TASK TO CARRY OUT: No pictures in the copy. Write out the listing below exactly.

___ DATA UNDER STUDY

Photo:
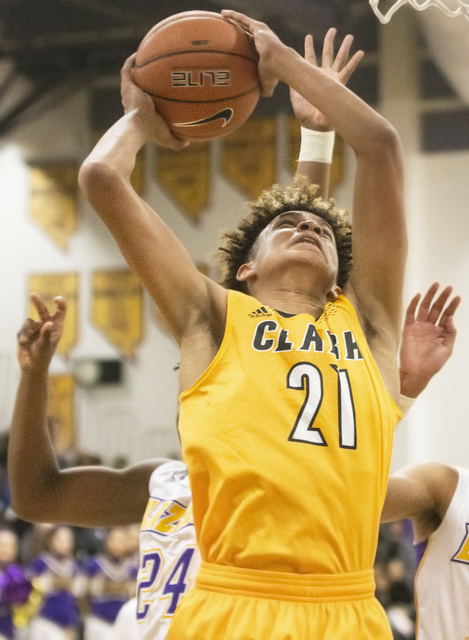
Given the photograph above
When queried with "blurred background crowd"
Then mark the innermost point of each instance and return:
(77, 578)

______

OUTPUT:
Photo:
Given the photograph above
When queried with "blurred background crowd"
Then mark the innermost point of each instance and return:
(77, 578)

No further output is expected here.